● **INFORMATION**
• • • • • • •
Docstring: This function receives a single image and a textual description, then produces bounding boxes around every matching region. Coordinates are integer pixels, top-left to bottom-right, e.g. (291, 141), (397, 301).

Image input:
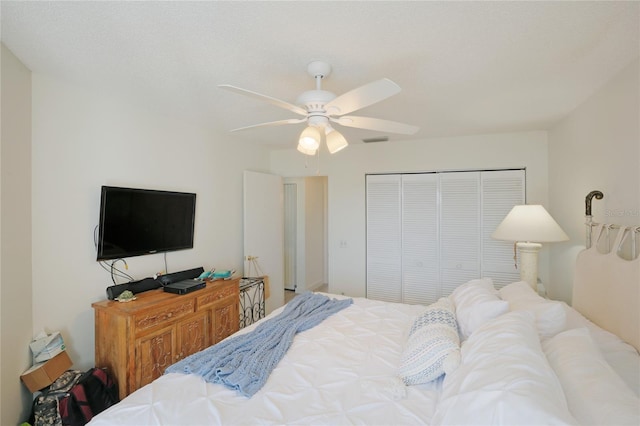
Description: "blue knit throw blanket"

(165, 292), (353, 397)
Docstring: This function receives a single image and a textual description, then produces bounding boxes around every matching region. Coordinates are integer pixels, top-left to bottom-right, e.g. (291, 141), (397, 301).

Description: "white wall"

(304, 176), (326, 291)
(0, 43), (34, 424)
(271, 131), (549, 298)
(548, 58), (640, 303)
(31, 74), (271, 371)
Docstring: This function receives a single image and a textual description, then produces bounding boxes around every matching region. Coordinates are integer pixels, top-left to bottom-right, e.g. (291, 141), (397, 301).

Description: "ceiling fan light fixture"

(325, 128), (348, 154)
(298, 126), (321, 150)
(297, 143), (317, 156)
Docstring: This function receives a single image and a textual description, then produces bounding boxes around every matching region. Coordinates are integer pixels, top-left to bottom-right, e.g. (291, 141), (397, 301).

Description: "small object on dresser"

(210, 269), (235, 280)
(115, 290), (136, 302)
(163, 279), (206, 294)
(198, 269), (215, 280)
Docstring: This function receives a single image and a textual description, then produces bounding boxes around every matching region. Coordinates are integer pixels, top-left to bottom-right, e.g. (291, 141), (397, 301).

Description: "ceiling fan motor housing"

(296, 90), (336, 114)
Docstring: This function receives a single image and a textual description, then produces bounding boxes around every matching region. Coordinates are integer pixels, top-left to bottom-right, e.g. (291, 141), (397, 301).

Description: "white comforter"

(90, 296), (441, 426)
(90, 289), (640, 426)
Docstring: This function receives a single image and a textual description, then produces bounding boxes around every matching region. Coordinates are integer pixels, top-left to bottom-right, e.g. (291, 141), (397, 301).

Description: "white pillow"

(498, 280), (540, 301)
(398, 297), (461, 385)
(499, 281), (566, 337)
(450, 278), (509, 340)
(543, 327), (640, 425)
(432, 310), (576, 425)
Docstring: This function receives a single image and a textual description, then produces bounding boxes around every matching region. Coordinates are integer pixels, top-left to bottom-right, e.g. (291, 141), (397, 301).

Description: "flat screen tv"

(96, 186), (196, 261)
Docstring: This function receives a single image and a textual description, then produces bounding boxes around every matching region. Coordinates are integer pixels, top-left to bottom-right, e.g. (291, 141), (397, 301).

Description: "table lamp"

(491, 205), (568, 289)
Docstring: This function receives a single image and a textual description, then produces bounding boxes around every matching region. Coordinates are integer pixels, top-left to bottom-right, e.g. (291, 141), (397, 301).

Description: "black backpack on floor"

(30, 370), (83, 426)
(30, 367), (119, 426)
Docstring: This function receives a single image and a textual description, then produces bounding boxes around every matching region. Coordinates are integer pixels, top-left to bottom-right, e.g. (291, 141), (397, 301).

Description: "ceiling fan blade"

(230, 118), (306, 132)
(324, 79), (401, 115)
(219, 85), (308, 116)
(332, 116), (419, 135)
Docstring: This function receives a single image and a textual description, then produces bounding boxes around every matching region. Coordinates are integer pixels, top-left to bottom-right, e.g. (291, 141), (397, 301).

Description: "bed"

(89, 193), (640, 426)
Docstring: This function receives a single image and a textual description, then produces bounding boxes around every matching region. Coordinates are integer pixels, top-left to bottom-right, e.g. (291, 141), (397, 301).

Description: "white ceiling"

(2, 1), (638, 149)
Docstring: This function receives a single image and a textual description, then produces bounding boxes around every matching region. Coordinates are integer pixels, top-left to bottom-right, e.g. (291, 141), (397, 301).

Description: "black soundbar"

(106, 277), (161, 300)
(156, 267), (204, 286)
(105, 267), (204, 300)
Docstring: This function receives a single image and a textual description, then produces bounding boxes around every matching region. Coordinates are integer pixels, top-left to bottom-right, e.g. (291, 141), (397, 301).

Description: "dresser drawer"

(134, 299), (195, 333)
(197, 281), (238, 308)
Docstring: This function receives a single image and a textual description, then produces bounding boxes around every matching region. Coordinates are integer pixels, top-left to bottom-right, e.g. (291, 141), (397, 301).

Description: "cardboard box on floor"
• • • • • • •
● **BRIEF**
Could you set down every entry again exactly as written, leaving out any pictures?

● **RESPONSE BOX**
Docstring: This function receives a single image and a textual description, then produces bounding boxes around every matching region. Coordinates are integer pixels, top-left to bottom-right, e.g. (291, 141), (397, 301).

Image input:
Description: "blue knit throw blanket"

(165, 292), (353, 397)
Docstring: This function receives a single image and a textual description, then produces bounding boxes around every matching region. Coordinates are integer pixels, top-left to bottom-right, e.g. (291, 141), (397, 301).

Description: "white wall"

(304, 176), (326, 291)
(0, 43), (34, 424)
(271, 131), (549, 298)
(548, 58), (640, 303)
(31, 74), (271, 371)
Docstring: This function receives a single image and a textual description, then produces bounding boxes around every matching region. Coordinates are integer pixels, top-left to bottom-right, e.g. (291, 141), (397, 301).

Description: "ceiling fan light fixture"

(325, 128), (348, 154)
(298, 126), (321, 150)
(297, 143), (317, 156)
Docstring: This function receives a single image and a textual description, then produces bounding boxes around every matching region. Coordinates are integer pixels, top-left to bottom-right, e.g. (291, 141), (397, 301).

Description: "small object on dresser"

(210, 269), (235, 280)
(115, 290), (136, 302)
(163, 279), (206, 294)
(198, 269), (215, 280)
Docstring: This function receives a single image and a textual description, then produces bounding boxes around every matching region. Coordinates are integer pixels, top-left to bottom-right, e.g. (291, 141), (397, 301).

Description: "ceiling fan motor housing"

(296, 90), (336, 114)
Docstring: This function receives a single image and a textual description, then produces bounding boxes around every matching region. Coordinates are integer pixels, top-left to bottom-right, e.g. (291, 141), (397, 301).

Description: "white comforter"

(90, 296), (441, 426)
(90, 289), (640, 426)
Docstring: This function receives a single image and a textual description, then produces bounding boxes around every matching region. Coordinates are integer pixels, top-left to bottom-right, e.g. (291, 141), (397, 301).

Description: "white pillow"

(498, 280), (540, 301)
(398, 297), (461, 385)
(499, 281), (566, 337)
(450, 278), (509, 340)
(543, 327), (640, 425)
(432, 310), (576, 425)
Docstring: This function receives a single image and a textual description, then produces bounding boxes around every matching region. Coordinates are integer pixels, top-left to bottom-right, e.g. (291, 141), (397, 301).

Description: "flat screen tv"

(96, 186), (196, 261)
Docstring: This function receives a single image and a textual description, then produces bounding boxes around every matching region. Coordinates are integer pixels, top-left to bottom-right, e.g. (291, 141), (397, 301).

Description: "table lamp"

(491, 205), (568, 289)
Docstring: This function receives a single image and a textual description, then produces bounding boxes around every matching region. Coordinates are integer pixels, top-left to bottom-right, e.g. (291, 141), (397, 301).

Description: "black backpack on floor"

(30, 370), (83, 426)
(30, 367), (119, 426)
Docstring: This function receives a single image and a textual description, then produces bounding boxes around every matching region. Coordinates are integer pixels, top-left to bottom-right, e.g. (291, 141), (397, 301).

Description: "ceiling fan blade"

(230, 118), (306, 132)
(324, 79), (401, 115)
(219, 85), (308, 116)
(332, 116), (419, 135)
Docstring: This function receives a single image and a textual description, then produces bounding boxes around every matching region. Coordinates are integer pixels, top-left to bottom-right, e.g. (291, 141), (397, 301).

Description: "bed"

(89, 193), (640, 426)
Docstring: This function receives a single image and a textual description, then produces bounding boxes around every matching region. Coordinates are integer pixels, top-left to bottom-right, e.g. (291, 141), (397, 301).

Description: "white ceiling"

(2, 1), (638, 149)
Docstring: This function receives a single image and a textual description, then produces bounding boxes around every matching region. Coordinates are integer pixels, top-left to bottom-right, e.g. (291, 141), (397, 301).

Description: "black soundbar"

(106, 277), (161, 300)
(156, 267), (204, 286)
(105, 267), (204, 300)
Docstring: This function receives a single image and a textual description, then produces bounding boxes around every matching region. Coordinates are integer pixels, top-left to bottom-right, e.g. (291, 141), (397, 301).

Description: "dresser drawer"

(134, 299), (195, 333)
(197, 281), (238, 308)
Docstring: This function receives a single image and a textual description, then produces bounding boxes around every matching region. Coordinates are integer pixels, top-left to bottom-right, e.g. (291, 141), (397, 301).

Description: "cardboard box on floor"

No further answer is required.